#### What to do
Write out the entire listing below exactly as it appears, minus any pictures.
— Begin —
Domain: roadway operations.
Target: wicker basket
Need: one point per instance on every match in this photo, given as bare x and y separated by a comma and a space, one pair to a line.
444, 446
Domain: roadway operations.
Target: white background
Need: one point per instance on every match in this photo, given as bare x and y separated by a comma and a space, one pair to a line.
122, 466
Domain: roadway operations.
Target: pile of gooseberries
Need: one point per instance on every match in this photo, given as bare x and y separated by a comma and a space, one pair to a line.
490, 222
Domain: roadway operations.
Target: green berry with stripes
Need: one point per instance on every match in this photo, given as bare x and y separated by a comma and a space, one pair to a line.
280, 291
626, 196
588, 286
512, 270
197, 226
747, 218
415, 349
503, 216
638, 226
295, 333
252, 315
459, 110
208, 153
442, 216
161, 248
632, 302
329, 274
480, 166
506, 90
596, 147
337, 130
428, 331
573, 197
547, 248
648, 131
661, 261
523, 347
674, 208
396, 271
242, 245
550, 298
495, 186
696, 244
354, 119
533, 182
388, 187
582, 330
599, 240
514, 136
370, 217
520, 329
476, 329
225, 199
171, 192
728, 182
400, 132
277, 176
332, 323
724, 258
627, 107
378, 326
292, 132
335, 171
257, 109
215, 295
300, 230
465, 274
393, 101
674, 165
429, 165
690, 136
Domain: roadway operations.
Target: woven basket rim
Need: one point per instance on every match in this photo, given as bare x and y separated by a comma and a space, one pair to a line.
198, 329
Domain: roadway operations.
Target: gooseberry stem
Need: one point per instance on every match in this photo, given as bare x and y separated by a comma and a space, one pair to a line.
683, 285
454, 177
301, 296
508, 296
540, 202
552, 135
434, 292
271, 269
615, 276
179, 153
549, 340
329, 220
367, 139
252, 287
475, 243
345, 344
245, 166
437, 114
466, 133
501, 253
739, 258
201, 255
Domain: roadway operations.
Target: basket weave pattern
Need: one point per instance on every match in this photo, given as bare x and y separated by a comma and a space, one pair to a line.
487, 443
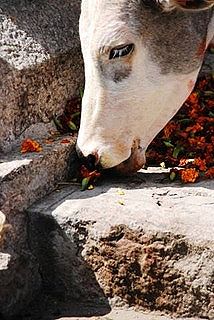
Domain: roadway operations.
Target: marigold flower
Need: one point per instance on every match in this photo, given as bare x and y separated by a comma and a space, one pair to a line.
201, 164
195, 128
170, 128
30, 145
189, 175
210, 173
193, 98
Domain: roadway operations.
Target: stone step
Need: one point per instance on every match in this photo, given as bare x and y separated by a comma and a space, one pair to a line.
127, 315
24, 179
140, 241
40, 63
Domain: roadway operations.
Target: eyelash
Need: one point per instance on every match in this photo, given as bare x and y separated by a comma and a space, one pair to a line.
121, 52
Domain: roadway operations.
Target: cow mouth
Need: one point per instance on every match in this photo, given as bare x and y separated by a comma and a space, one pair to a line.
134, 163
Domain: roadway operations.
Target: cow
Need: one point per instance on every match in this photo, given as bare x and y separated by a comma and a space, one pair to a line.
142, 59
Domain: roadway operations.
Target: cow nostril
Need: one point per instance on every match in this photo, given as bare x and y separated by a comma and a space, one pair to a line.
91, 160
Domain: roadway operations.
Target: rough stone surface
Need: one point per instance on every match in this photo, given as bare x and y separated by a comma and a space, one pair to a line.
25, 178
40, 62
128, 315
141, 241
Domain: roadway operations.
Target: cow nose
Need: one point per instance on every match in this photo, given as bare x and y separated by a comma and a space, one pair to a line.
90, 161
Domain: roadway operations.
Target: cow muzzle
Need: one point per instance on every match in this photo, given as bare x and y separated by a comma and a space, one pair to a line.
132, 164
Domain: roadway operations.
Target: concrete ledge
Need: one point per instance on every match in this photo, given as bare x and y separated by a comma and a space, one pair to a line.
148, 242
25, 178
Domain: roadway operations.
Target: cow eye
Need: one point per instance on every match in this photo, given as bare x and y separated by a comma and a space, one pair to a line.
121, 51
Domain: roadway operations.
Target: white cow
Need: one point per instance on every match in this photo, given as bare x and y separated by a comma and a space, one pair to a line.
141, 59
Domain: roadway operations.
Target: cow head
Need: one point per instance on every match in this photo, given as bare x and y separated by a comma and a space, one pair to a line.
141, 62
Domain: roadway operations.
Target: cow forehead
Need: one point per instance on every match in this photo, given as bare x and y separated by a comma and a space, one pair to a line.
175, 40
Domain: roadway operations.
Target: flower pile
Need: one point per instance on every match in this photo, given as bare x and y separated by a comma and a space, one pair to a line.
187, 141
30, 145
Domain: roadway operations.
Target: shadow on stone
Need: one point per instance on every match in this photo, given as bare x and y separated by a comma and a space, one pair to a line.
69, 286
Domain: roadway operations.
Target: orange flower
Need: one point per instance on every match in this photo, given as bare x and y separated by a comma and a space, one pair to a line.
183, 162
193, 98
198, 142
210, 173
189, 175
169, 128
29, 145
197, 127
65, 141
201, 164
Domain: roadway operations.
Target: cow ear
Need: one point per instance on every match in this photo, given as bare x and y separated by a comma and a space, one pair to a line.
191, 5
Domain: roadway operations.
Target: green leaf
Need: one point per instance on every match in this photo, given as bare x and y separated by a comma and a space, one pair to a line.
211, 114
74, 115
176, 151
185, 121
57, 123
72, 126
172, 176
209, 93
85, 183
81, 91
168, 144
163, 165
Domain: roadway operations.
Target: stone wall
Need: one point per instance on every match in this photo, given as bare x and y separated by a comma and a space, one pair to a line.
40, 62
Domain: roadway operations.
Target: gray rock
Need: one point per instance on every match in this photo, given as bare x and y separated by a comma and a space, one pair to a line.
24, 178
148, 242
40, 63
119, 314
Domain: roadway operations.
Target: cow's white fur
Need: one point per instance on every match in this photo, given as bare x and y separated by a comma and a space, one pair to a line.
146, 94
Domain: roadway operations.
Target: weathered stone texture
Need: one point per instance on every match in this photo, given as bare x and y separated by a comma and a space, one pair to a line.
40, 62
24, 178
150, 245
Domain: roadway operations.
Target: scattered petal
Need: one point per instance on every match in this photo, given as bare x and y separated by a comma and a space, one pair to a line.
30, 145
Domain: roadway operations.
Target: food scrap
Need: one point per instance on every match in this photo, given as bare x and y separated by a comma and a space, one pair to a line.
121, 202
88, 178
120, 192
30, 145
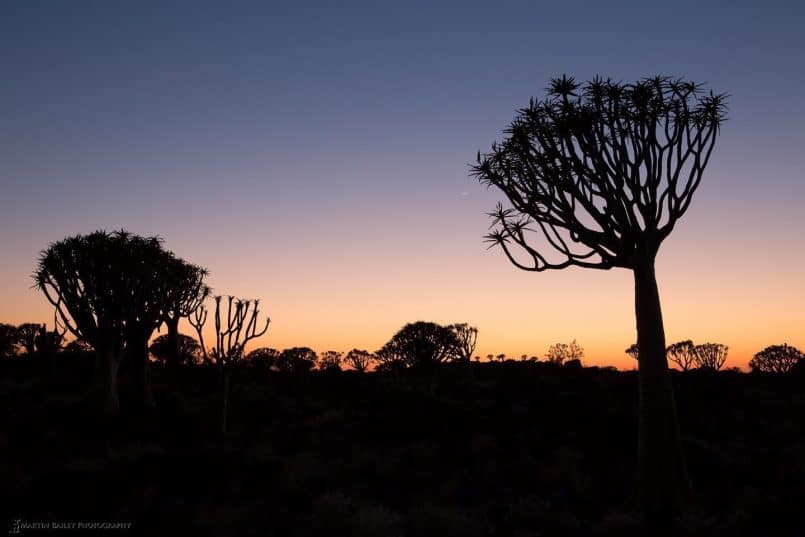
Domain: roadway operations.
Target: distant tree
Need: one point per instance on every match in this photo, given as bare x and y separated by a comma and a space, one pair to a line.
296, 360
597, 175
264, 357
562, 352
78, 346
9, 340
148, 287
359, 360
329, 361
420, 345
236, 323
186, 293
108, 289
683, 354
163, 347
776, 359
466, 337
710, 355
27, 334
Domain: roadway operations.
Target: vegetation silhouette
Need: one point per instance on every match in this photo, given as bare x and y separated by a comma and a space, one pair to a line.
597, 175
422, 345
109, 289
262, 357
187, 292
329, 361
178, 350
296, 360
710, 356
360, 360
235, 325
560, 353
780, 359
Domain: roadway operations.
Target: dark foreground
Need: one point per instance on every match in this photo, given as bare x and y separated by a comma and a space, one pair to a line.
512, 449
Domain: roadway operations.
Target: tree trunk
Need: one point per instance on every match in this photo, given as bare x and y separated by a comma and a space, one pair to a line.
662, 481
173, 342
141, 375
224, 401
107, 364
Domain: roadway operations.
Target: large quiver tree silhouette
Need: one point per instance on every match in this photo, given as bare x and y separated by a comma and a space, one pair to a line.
— End —
#### Answer to this exercise
Domain: roadway operations.
Target: wicker basket
Need: one point per instance on every match in this photo, given as bare x and y separated by a comma and a space, one pair to a line.
444, 446
Domain: roadway operations.
Target: white background
Need: one point per instance on every match in this photo, given as bare x and y separated by a comma and a space, one pair to a line.
122, 466
Domain: roadway operations.
Target: pile of gooseberries
Need: one point per instance on every match in this photo, given as bare x and y separated by a comma and a space, one pair to a line.
490, 222
Domain: roadway operations.
Target: green berry with stripes
Need: one point per instance on every match in this photo, given as bare x and y separated by a comma and a space, one pair to a line.
280, 291
626, 196
588, 286
512, 270
197, 226
747, 218
415, 349
503, 216
638, 226
295, 333
252, 315
459, 110
208, 153
442, 216
161, 248
632, 302
329, 274
480, 166
506, 90
596, 147
337, 130
428, 331
573, 197
547, 248
648, 131
661, 261
523, 347
674, 208
396, 271
242, 245
550, 298
495, 186
696, 244
354, 119
533, 182
388, 187
582, 330
599, 240
514, 136
370, 217
520, 329
476, 329
225, 199
171, 192
728, 182
400, 132
277, 176
332, 323
724, 258
627, 107
378, 326
292, 132
335, 171
257, 109
215, 295
300, 230
465, 274
393, 101
674, 165
429, 165
690, 136
Domain: roadway operations.
Target: woven basket rim
Need: one point per instance on every match in this photo, given as bare x and y separated by a comma and a space, one pair to a line.
198, 329
Domain: roadway operations.
Target: gooseberry stem
Need: one point per instance on every match in this photo, given as bare x and y separated by a comma and a space, one pair to a line.
683, 285
454, 177
301, 296
508, 296
540, 202
552, 135
434, 292
271, 269
615, 276
179, 153
549, 340
329, 220
367, 139
252, 287
475, 243
345, 344
245, 166
437, 114
466, 133
501, 253
739, 258
201, 255
Domain: roadway operations.
Target: basket weave pattern
Need: one point per instance on every match in this photo, given as bare x and y separated by a comma and a space, one pair to a line.
487, 443
Domain: roadway operations.
Target: marigold flower
Need: one point per instance on every match in this photo, given as bare x and y separated by a comma and a space, one pair to a line.
201, 164
195, 128
170, 128
30, 145
189, 175
210, 173
193, 98
Domain: roadway operations.
Target: stone step
Need: one point per instance on every match in this photo, given as bare x and y separated by a comma and a space, one pair to a line.
127, 315
24, 179
140, 241
40, 63
Domain: roadway operations.
Target: eyelash
Need: one point per instance on every match in this photo, given as bare x and y separated by a comma and a space, one pair to a line.
121, 52
Domain: roadway operations.
Target: cow mouth
Need: one point per instance on every match in this photo, given as bare x and y separated by a comma and a space, one pair to a line.
134, 163
Domain: roadway operations.
Target: cow
Need: one point per instance on every match in this photo, given as bare x and y separated by a comma and a space, one pair to a line.
142, 59
Domain: roadway operations.
Target: cow nostril
Need: one point per instance on every match in this photo, given as bare x and y separated by a comma and a space, one pair to a line.
91, 160
Domain: roadway operations.
Target: rough stone surface
Need: one point per instance on every match in this photo, given as bare x and y separated by a comma and a space, one pair to a line.
25, 178
40, 62
128, 315
141, 241
Domain: roadway operations.
Target: cow nose
Need: one point per instance on every match in this photo, given as bare x and y separated by a comma and a space, one pair to a line.
90, 161
Domain: roadway operations.
Target: cow muzzle
Need: one point per instance on every match in this photo, given as bare x and y separated by a comma and a space, one pair to a line.
132, 164
Domain: roadway operations.
Target: concrete ledge
Need: one point per instance on every match in this photo, given as bare x and y separated by a comma and a space, one pair to a line.
148, 242
25, 178
Domain: roadway operations.
Target: cow eye
Need: one point per instance on every match in this photo, given as bare x and y separated by a comma and a space, one pair to a line.
121, 51
Domain: roadway operations.
Target: white cow
Need: one point per instance on every match in this photo, given as bare x and y separated by a comma and a space, one pair to a line.
141, 59
Domain: roadway operations.
Target: cow head
Need: one point per instance on every match in this photo, given as bare x and y separated by a comma and a space, one pair to a line.
141, 62
Domain: roadway operations.
Target: cow forehead
Need: one point per instance on every match in this photo, given as bare x and y separated by a comma and a space, one pair to a line.
175, 40
Domain: roadway operations.
Target: flower pile
Need: one point per instance on every match in this photo, given as bare x and y separated by a comma and a space, one pair to a line.
187, 141
30, 145
Domain: roadway operations.
Target: shadow on stone
Need: one point per instance on every match in this photo, given as bare x and y separated by a comma and a space, one pair to a line.
69, 286
Domain: roadway operations.
Target: orange flower
Need: one point per instance on every match in this photo, given as bare x and y separated by a comma and a space, one pair to a line.
183, 162
193, 98
198, 142
210, 173
189, 175
169, 128
29, 145
197, 127
65, 141
201, 164
Domain: roadway operations.
Target: cow ear
Need: one point per instance on every match in this photo, given as bare x and y separated by a comma and a space, one pair to a line.
191, 5
Domain: roadway operations.
Target: green leaf
Need: one point per instance on every match in this photo, given as bare x and y separated by a comma and a space, one pair to a line.
211, 114
74, 115
176, 151
185, 121
57, 123
72, 126
172, 176
209, 93
85, 183
81, 91
168, 144
163, 165
Domain: roadway operations.
Target: stone wall
Need: one point per instance on every match in this photo, given as bare x and y separated by a comma and a space, one pair to a line.
40, 62
Domain: roadway operations.
Target: gray rock
Need: one point per instance on every match in this photo, given as bare x and y separated by a comma and a space, one pair to a line.
24, 178
148, 242
40, 63
119, 314
Domain: roadway operations.
Target: cow's white fur
Need: one point per instance on every match in this photo, given as bare x and y separated by a comma and a space, one pair to a line.
146, 94
Domain: roadway operations.
Target: weathered stone texture
Need: one point per instance on every match in this photo, given as bare x and y separated by a comma and a space, one pair to a line.
40, 62
24, 178
150, 245
Domain: roadway operations.
Target: scattered petal
Need: one point per instance on every match in this photo, given as bare x and y separated by a comma and a space, one pair to a line.
30, 145
Domain: roadway operations.
Target: food scrap
Need: one point per instance on every match in this photo, given as bare x and y separated by a comma and a space, one pair to a line.
121, 202
88, 178
120, 192
30, 145
Domain: roadway operations.
Target: distant tree
Need: one point per instance on every match in this photo, given as bare x and y separated by a comma and a space, one pair to a line.
296, 360
597, 175
264, 357
562, 352
78, 346
9, 340
148, 287
359, 360
329, 361
420, 345
236, 323
186, 293
108, 289
683, 354
163, 347
776, 359
466, 337
710, 355
27, 334
Domain: roadway operations.
Target: vegetation silhouette
Need: one point per instance on every match in this photo, given as bare x and y separated by a comma and a space, one pair to a line.
597, 175
422, 345
109, 289
262, 357
187, 292
329, 361
178, 350
296, 360
710, 356
360, 360
235, 325
560, 353
780, 359
Domain: roadway operations.
Target: dark foreground
Need: one point per instance on every match in this photo, given as bare x and y separated by a comma and a space, one pair to a line.
512, 449
Domain: roadway operations.
Target: tree trunk
Need: one point per instance on every match in this photo, given as bare x and y separated by a comma and a space, one pair to a line.
662, 481
173, 342
141, 375
224, 401
107, 364
Domain: roadway operations.
Target: large quiver tree silhouette
Need: one point per instance on every match in this photo, given as bare x and y separated by a comma and a space, one pair to a line.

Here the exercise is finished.